- AIM OF THE EXERCISE
Only the lines from the one containing "Where in the photo above can the shark head" through the final line of the material below should be output, exactly as they stand.

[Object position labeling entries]
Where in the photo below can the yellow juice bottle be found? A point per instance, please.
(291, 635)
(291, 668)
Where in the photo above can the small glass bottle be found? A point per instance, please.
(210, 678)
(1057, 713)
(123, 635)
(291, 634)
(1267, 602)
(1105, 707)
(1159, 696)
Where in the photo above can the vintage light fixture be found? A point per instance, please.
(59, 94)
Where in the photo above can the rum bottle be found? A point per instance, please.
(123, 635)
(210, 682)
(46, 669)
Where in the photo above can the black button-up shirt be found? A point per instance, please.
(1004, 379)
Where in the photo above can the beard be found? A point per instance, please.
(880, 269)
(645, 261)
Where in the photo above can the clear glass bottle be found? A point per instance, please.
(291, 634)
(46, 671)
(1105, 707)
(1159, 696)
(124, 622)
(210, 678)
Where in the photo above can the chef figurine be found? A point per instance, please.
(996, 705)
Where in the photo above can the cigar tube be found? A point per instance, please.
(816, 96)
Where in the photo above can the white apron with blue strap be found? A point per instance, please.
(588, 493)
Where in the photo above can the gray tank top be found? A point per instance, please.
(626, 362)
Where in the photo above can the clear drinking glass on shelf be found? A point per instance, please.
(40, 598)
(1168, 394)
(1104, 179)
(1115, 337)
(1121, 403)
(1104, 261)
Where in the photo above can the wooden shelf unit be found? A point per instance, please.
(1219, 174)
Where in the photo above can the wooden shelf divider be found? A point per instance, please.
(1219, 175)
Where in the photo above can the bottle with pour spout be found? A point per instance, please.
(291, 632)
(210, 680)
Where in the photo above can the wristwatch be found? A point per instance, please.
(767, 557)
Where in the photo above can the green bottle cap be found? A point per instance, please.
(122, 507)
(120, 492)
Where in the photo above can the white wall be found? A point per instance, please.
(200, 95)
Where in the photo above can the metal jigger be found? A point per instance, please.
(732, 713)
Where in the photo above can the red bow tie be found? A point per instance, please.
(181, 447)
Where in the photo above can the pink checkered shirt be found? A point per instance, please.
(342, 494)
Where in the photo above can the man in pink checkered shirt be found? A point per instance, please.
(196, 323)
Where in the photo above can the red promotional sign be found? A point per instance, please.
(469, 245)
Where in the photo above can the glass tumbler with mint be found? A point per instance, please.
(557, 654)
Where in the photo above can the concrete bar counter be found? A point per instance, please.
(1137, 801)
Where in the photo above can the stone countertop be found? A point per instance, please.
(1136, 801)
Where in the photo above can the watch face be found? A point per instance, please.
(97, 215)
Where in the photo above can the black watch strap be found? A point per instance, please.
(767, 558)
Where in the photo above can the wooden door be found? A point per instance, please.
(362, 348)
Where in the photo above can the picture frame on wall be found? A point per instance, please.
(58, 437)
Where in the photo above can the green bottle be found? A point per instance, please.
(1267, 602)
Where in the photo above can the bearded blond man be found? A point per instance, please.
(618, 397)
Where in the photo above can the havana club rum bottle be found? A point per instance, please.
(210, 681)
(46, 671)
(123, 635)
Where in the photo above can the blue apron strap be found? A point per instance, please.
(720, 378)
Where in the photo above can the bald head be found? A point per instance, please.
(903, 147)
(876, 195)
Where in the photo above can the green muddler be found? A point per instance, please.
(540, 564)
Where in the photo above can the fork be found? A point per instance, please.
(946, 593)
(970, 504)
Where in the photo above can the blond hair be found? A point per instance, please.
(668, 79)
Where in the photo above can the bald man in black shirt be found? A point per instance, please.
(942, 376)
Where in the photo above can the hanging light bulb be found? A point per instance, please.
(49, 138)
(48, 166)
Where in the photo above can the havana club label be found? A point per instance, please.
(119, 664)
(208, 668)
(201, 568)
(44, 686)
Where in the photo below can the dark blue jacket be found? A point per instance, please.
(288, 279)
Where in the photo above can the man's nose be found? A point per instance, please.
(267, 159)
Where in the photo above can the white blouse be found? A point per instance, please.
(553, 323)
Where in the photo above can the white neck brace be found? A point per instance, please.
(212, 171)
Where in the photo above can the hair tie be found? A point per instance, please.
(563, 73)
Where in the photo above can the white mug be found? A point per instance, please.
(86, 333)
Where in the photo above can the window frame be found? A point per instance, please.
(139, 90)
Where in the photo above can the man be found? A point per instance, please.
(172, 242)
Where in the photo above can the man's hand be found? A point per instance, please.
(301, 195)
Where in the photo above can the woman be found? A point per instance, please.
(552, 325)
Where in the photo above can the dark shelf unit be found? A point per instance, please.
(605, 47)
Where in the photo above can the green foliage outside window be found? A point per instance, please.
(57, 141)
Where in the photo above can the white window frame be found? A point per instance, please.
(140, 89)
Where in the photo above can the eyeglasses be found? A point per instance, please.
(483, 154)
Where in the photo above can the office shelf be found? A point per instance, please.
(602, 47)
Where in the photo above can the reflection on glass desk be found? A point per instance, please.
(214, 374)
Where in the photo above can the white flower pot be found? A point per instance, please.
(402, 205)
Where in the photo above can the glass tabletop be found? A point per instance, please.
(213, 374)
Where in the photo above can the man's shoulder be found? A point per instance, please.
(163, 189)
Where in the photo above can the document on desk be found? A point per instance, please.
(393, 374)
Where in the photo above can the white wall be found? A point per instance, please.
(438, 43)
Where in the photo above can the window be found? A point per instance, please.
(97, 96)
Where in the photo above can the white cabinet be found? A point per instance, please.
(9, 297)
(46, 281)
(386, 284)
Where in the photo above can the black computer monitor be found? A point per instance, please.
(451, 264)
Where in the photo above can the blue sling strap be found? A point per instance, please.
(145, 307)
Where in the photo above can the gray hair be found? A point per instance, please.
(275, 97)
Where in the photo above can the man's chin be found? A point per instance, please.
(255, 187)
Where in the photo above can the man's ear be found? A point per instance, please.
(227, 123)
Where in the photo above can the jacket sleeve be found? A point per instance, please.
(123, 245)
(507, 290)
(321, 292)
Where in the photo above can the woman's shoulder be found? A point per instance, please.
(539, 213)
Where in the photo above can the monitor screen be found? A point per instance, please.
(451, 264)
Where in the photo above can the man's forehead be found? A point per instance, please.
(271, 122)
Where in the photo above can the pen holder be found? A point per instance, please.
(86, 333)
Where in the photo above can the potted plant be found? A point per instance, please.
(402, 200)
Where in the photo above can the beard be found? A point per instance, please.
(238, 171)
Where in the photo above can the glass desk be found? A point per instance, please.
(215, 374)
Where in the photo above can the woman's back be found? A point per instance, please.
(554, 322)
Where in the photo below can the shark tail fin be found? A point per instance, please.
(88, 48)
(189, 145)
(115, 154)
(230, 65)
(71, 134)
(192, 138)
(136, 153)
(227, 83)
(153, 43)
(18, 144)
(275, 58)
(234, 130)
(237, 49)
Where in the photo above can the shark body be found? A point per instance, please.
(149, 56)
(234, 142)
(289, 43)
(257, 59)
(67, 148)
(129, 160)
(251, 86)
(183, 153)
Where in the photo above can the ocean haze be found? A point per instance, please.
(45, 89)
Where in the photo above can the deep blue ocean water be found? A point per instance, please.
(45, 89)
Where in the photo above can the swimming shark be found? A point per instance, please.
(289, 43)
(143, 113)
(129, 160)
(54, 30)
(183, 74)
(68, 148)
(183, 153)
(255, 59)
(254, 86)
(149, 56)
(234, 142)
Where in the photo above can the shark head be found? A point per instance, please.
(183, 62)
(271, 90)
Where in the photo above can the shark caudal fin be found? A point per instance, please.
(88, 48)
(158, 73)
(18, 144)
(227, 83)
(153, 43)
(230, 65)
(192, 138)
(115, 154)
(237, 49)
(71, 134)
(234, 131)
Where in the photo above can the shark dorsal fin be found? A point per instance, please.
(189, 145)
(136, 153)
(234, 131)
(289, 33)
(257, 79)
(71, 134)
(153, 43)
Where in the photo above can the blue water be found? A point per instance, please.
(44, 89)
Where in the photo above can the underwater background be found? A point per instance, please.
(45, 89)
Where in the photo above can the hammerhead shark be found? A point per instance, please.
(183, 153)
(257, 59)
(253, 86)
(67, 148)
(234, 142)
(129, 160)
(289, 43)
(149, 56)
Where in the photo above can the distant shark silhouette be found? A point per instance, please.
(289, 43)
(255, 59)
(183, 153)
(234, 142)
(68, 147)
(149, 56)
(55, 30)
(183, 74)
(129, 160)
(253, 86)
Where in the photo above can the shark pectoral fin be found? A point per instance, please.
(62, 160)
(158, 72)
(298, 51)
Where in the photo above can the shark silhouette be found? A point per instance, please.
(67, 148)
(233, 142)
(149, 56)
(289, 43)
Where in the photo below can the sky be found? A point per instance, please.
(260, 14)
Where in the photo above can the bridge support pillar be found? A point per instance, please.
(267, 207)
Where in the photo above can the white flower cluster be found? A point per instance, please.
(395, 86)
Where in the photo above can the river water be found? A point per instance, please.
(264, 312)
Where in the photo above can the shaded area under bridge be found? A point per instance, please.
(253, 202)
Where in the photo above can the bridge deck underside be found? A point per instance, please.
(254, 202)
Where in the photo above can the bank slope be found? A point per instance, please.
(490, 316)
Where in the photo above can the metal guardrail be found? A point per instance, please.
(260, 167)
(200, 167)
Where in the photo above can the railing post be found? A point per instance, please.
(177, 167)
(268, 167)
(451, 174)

- EXERCISE RESULT
Where in the photo above can the shark head be found? A point per instance, please.
(183, 62)
(271, 90)
Where in the photo above can the shark caudal fin be found? A point per instance, please.
(88, 48)
(158, 73)
(18, 144)
(227, 83)
(153, 43)
(230, 65)
(192, 138)
(115, 154)
(237, 49)
(71, 134)
(234, 131)
Where in the photo above can the shark dorsal fin be found? A point per instance, please.
(189, 145)
(136, 153)
(234, 131)
(289, 33)
(257, 79)
(71, 134)
(153, 43)
Where in the photo above can the blue water be found? A point per instance, please.
(44, 89)
Where in the photo above can the underwater background be found? A point per instance, please.
(45, 89)
Where in the photo above can the hammerhead shark be found? A point per instance, please.
(183, 153)
(257, 59)
(253, 86)
(67, 148)
(234, 142)
(129, 160)
(289, 43)
(149, 56)
Where in the photo above can the distant shark silhouette be found? A point per instance, please.
(289, 43)
(255, 59)
(183, 153)
(234, 142)
(68, 147)
(149, 56)
(55, 30)
(183, 74)
(129, 160)
(253, 86)
Where in the photo above can the shark pectoral fin be found? A point per instance, please.
(62, 160)
(158, 72)
(298, 51)
Where in the photo above can the shark silhouette be found? A point per instance, please.
(67, 148)
(233, 142)
(149, 56)
(289, 43)
Where in the photo below can the sky be found? A point per instance, please.
(260, 14)
Where in the photo above can the bridge support pillar be found? A point per instance, please.
(267, 207)
Where in the photo above can the white flower cluster be found? A point per instance, please.
(395, 86)
Where in the photo above can the river water be found? A point per instance, please.
(264, 312)
Where in the photo above can the shaded area under bridge be found? A point per instance, please.
(253, 202)
Where in the photo above can the bridge deck underside be found? A point per instance, please.
(254, 202)
Where in the photo above can the bank slope be found? A point per instance, please.
(490, 316)
Where in the photo above can the metal guardrail be found? A point per instance, please.
(260, 167)
(200, 167)
Where in the photo above can the railing post be found? A point per instance, please.
(177, 167)
(268, 167)
(451, 174)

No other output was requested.